Assignment —
Starting at the top line, print the entries below exactly as they are and skip every picture.

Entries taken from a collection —
=-=-=

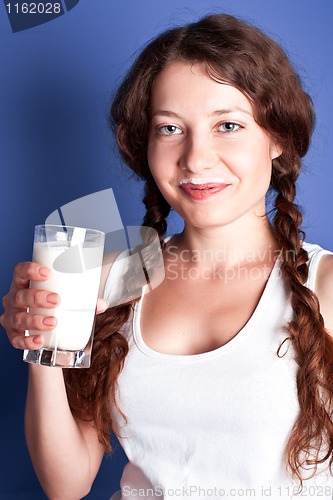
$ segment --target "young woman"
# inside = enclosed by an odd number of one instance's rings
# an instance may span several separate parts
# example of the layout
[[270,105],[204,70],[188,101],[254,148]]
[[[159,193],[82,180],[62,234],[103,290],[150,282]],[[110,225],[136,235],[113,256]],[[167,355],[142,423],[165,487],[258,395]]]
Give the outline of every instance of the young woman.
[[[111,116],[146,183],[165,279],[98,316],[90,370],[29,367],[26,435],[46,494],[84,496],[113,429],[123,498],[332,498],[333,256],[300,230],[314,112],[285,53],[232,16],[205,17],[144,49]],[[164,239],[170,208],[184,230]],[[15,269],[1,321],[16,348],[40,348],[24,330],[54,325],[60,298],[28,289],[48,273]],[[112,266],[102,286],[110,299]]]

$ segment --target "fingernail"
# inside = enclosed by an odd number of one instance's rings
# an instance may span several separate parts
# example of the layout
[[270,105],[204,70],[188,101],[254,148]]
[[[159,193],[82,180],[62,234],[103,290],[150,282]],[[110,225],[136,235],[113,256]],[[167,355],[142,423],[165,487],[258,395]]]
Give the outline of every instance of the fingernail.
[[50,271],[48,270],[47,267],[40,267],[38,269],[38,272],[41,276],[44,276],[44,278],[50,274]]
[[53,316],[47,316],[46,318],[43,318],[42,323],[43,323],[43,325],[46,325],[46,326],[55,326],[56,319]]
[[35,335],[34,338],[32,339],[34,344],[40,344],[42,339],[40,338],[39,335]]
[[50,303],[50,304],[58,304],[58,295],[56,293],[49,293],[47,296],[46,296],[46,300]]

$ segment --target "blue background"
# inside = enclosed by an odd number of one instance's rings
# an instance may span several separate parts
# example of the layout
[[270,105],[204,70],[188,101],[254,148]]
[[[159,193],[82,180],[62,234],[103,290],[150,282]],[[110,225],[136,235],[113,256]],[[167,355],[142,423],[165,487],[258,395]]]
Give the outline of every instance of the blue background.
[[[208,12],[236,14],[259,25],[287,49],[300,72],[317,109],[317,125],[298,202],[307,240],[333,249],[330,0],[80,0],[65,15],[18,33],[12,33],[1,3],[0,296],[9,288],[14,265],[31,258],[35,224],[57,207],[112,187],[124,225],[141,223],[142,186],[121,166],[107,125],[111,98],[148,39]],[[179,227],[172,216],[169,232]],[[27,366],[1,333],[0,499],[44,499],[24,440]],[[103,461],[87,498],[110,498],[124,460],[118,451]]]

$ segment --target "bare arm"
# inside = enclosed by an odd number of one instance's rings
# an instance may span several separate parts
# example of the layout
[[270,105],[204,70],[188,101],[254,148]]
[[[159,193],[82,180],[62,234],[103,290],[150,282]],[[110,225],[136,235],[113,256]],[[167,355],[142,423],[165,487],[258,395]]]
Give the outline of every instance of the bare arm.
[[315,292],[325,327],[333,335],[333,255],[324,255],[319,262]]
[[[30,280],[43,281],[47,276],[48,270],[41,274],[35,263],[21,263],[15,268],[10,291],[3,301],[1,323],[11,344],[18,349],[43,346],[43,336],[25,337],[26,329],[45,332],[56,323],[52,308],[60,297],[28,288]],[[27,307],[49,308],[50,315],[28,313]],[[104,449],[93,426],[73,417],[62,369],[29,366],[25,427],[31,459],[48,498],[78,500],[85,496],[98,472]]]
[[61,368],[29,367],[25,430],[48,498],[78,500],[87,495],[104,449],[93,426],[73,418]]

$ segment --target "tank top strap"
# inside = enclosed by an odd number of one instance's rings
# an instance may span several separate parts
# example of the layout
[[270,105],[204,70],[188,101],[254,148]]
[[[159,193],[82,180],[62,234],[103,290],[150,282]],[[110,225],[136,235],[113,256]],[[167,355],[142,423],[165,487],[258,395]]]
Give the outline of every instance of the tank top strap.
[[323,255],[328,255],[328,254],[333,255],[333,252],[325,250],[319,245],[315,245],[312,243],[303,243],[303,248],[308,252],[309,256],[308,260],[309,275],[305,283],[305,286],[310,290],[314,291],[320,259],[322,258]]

=-=-=

Response —
$ segment --target "young woman"
# inside = enclosed by an odd number of one instance's rings
# an instance may span several separate parts
# example of the layout
[[270,105],[204,70],[188,101],[254,148]]
[[[159,193],[82,180],[62,234],[103,290],[150,282]],[[110,225],[136,235],[113,256]],[[167,355],[142,423],[165,487],[258,395]]]
Give the outline of every instance of the young woman.
[[[111,116],[146,183],[165,279],[98,316],[90,370],[29,367],[26,435],[46,494],[84,496],[113,429],[123,498],[332,498],[333,256],[300,230],[314,112],[285,53],[232,16],[205,17],[144,49]],[[164,239],[170,208],[184,230]],[[15,269],[1,321],[16,348],[40,348],[24,330],[54,325],[60,298],[28,289],[48,273]],[[112,266],[102,286],[110,299]]]

$ segment --target "fingernail"
# inside = enclosed by an odd number of one instance's rings
# an instance may span several separate parts
# example of the layout
[[270,105],[204,70],[188,101],[254,148]]
[[[159,193],[82,180],[62,234],[103,290],[150,282]],[[110,225],[136,235],[113,256]],[[167,355],[142,423],[165,487],[258,395]]]
Give the outline of every instance of the fingernail.
[[50,271],[48,270],[47,267],[40,267],[38,269],[38,272],[41,276],[44,276],[44,278],[50,274]]
[[53,316],[47,316],[46,318],[43,318],[42,323],[43,323],[43,325],[46,325],[46,326],[55,326],[56,319]]
[[35,335],[34,338],[32,339],[34,344],[40,344],[42,339],[40,338],[39,335]]
[[50,303],[50,304],[58,304],[58,295],[56,293],[49,293],[47,296],[46,296],[46,300]]

$ segment --target "blue background"
# inside = enclosed by an odd number of one instance's rings
# an instance may span several separate parts
# example of the layout
[[270,105],[204,70],[188,101],[254,148]]
[[[159,193],[82,180],[62,234],[103,290],[150,282]],[[110,225],[136,235],[113,256]],[[167,355],[142,423],[165,487],[258,395]]]
Give the outline of every instance of the blue background.
[[[208,12],[236,14],[259,25],[287,49],[300,72],[317,109],[317,125],[298,202],[307,240],[333,249],[330,0],[80,0],[65,15],[18,33],[12,33],[1,3],[0,296],[9,288],[14,265],[31,258],[35,224],[57,207],[112,187],[124,225],[141,223],[142,186],[121,166],[107,125],[111,98],[148,39]],[[179,227],[172,216],[169,232]],[[27,366],[1,333],[0,499],[44,499],[24,440]],[[103,461],[87,498],[110,498],[124,460],[118,451]]]

$ segment --target "bare arm"
# inside = enclosed by an odd number of one instance's rings
# an instance may span several separate parts
# example of the layout
[[270,105],[204,70],[188,101],[254,148]]
[[[159,193],[82,180],[62,234],[103,290],[150,282]],[[110,225],[136,235],[113,256]],[[167,355],[142,423],[165,487],[258,395]]]
Give the outline of every instance of the bare arm.
[[315,292],[325,327],[333,335],[333,255],[324,255],[319,262]]
[[[30,280],[43,281],[47,276],[48,270],[41,274],[35,263],[21,263],[15,268],[10,291],[3,301],[1,323],[11,344],[18,349],[43,346],[43,336],[25,337],[26,329],[45,332],[56,323],[52,308],[60,297],[28,288]],[[27,307],[49,308],[50,315],[28,313]],[[104,449],[93,426],[73,417],[62,369],[29,366],[25,427],[31,459],[48,498],[78,500],[85,496],[98,472]]]
[[61,368],[29,367],[25,430],[48,498],[78,500],[87,495],[104,449],[93,426],[73,418]]

$ segment --target "tank top strap"
# inside = enclosed by an odd number of one instance's rings
# an instance may span several separate parts
# example of the layout
[[270,105],[204,70],[188,101],[254,148]]
[[[159,193],[82,180],[62,234],[103,290],[150,282]],[[110,225],[136,235],[113,256]],[[167,355],[142,423],[165,487],[258,395]]]
Give the outline of every instance of the tank top strap.
[[323,255],[328,255],[328,254],[333,255],[333,252],[325,250],[319,245],[315,245],[312,243],[303,243],[303,248],[308,252],[309,256],[308,260],[309,275],[305,283],[305,286],[310,290],[314,291],[320,259],[322,258]]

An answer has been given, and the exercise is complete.